§ GIVEN PROBLEM: Extract each line of the material below that contains the word "with".
>> START RECORDS TO PROCESS
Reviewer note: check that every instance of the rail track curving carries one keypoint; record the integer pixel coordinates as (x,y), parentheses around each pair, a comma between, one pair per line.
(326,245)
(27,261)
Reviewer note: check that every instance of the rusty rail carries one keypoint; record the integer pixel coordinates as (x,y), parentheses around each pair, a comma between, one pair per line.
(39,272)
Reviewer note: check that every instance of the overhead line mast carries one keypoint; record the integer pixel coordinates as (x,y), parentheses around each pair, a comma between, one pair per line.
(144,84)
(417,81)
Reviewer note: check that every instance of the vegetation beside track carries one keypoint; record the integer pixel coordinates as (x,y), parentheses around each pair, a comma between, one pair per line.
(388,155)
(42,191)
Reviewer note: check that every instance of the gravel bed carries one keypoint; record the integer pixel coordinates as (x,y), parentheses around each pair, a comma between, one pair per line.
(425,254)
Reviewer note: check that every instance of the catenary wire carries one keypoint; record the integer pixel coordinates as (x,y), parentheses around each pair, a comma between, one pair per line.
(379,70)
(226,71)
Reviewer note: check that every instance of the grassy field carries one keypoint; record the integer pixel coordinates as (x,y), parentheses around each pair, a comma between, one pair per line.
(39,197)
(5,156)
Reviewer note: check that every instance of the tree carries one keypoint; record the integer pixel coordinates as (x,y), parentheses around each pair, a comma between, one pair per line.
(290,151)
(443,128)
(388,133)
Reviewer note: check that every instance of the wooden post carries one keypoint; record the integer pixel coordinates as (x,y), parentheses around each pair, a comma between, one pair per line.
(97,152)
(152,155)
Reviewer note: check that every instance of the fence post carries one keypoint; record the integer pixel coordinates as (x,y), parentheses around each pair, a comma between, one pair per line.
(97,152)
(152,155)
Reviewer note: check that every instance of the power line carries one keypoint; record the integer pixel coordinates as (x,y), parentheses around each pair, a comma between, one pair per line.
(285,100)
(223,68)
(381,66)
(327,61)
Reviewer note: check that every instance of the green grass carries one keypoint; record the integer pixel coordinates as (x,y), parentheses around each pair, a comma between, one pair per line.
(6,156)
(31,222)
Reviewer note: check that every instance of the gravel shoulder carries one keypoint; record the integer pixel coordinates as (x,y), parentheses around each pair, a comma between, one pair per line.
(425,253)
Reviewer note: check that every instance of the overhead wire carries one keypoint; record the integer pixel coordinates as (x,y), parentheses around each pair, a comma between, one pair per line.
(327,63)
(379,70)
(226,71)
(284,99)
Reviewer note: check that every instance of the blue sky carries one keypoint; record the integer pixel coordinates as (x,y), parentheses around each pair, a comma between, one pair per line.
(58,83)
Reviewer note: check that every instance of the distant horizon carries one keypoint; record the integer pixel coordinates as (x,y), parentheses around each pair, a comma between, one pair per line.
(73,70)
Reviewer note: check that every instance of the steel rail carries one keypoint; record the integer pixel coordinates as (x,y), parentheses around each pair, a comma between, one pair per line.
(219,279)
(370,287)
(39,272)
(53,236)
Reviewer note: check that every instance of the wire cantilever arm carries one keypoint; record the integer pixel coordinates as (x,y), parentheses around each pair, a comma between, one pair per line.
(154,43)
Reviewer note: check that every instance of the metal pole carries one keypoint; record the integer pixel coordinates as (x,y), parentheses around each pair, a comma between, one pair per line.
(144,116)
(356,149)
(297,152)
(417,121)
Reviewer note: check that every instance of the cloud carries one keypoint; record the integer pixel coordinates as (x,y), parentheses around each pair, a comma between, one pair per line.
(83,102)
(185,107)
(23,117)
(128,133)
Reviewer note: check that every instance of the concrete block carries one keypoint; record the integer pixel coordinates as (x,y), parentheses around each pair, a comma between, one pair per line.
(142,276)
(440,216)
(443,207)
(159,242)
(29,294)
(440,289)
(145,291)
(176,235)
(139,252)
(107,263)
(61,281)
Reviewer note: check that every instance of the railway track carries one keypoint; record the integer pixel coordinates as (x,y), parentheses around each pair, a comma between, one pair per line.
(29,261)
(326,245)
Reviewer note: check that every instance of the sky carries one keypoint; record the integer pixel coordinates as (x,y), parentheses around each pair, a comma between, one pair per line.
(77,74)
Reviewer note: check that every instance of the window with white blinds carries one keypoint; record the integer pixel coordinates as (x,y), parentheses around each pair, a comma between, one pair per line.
>> END RECORDS TO PROCESS
>> START RECORDS TO PROCESS
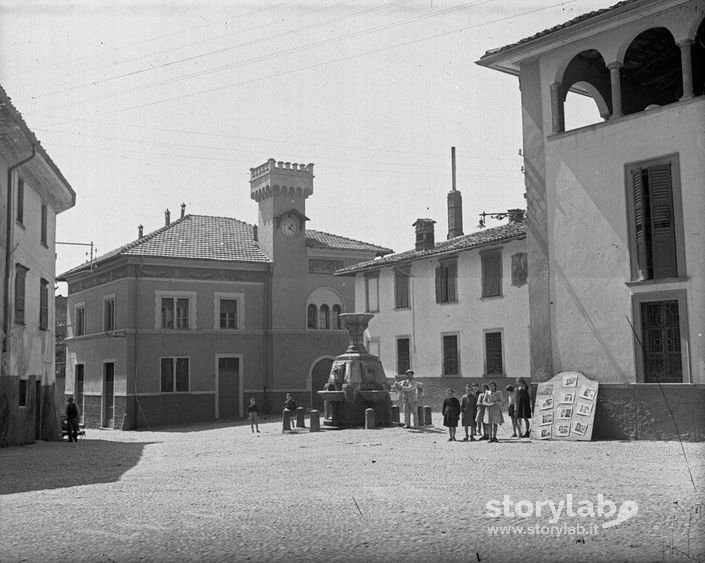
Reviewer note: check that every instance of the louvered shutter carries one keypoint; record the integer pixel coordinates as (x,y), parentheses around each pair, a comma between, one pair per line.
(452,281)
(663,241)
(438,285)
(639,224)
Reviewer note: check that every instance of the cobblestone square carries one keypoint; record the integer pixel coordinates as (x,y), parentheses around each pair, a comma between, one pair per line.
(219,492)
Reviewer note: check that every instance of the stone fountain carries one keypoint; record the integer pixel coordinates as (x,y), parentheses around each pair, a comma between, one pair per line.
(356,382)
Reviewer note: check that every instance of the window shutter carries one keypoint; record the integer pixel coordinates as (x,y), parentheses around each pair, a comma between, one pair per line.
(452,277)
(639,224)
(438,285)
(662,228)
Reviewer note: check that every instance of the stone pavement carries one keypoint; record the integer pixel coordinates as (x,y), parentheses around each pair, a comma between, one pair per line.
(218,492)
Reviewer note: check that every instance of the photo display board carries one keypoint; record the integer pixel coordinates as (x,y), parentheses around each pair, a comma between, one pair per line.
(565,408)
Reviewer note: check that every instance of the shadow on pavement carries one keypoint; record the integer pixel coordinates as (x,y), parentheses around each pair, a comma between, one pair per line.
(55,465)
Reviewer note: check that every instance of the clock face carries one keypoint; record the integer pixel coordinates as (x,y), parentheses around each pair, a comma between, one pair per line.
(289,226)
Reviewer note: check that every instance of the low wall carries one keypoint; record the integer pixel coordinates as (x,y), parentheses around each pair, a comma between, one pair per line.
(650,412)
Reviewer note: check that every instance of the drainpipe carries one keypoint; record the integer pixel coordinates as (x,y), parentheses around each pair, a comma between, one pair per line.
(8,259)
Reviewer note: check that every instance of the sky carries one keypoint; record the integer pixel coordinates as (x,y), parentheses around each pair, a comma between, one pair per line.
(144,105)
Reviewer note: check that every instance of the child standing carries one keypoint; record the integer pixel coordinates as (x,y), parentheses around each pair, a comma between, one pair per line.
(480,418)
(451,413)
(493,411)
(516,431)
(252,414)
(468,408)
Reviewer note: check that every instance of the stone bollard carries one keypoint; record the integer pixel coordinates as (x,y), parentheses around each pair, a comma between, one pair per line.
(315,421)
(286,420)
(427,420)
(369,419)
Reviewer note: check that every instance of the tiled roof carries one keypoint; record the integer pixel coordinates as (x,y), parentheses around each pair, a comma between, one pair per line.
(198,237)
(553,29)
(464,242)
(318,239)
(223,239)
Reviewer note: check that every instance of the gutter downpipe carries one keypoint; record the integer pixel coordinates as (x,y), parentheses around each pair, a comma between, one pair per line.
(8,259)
>> END RECORDS TO PROCESS
>> START RECORDS TO PROCESS
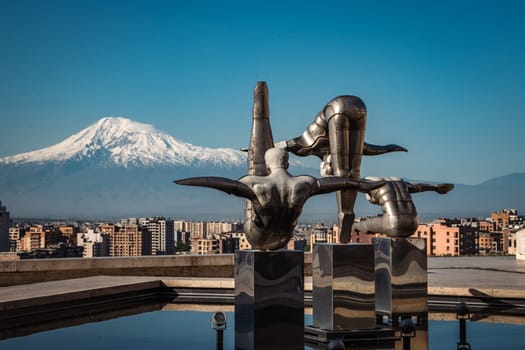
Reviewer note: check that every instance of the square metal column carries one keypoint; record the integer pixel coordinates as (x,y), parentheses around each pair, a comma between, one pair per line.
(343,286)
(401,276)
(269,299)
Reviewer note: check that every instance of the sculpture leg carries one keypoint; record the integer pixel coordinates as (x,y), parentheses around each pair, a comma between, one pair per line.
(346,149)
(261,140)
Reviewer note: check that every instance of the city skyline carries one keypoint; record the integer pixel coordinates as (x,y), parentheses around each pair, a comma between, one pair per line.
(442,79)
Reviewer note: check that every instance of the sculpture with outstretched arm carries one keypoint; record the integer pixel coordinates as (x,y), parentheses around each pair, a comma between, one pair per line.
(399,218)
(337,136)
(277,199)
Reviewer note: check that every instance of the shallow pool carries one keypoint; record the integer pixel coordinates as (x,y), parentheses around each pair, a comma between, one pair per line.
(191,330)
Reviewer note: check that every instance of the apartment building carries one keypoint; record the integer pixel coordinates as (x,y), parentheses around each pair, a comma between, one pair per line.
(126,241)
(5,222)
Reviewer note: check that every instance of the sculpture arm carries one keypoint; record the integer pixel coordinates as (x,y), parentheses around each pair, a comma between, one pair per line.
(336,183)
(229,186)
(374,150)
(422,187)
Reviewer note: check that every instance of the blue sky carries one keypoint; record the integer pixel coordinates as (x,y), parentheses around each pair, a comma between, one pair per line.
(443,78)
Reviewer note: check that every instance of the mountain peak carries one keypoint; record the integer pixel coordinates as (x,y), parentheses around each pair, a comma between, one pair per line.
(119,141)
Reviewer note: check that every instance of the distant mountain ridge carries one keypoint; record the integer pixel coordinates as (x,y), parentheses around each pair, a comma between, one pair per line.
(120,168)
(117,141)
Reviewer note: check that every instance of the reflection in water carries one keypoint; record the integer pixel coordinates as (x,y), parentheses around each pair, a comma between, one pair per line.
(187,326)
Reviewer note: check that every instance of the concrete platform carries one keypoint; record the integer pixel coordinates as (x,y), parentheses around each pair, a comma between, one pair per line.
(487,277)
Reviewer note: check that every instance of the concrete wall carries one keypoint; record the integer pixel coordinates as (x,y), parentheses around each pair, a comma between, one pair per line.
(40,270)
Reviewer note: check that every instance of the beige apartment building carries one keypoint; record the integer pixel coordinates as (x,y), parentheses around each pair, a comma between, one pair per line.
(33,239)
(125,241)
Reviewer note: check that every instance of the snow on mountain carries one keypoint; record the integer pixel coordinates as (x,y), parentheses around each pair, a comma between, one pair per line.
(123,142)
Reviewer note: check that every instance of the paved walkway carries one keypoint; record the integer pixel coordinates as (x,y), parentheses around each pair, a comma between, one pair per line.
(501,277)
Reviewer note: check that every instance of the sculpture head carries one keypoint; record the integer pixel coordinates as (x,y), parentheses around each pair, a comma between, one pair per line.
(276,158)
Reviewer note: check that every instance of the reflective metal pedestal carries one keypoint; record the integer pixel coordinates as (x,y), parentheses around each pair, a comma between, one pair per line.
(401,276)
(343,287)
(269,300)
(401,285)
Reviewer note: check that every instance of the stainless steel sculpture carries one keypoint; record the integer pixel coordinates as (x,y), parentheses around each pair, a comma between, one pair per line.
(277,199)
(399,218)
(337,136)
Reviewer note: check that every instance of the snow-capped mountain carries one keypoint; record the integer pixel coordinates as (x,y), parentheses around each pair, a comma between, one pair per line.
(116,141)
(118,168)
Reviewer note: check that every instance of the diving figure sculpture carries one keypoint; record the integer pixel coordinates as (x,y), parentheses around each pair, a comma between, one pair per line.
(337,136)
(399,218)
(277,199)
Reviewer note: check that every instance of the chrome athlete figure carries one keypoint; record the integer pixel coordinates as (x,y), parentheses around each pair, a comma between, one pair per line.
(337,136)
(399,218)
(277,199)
>> END RECORDS TO PROCESS
§ ANSWER TO THIS EXERCISE:
Reviewer note: check that every instance of the window with white blinds carries one keypoint; record the integer pixel coordinates as (x,y), parentheses around each pair, a comma between, one pair per line.
Reviewer note: check that every instance of the sculpture with outstretched arm carries one keypoint; record the integer pixel coordinates as (x,y), parentheses around each pair, a comma between, one pair per line.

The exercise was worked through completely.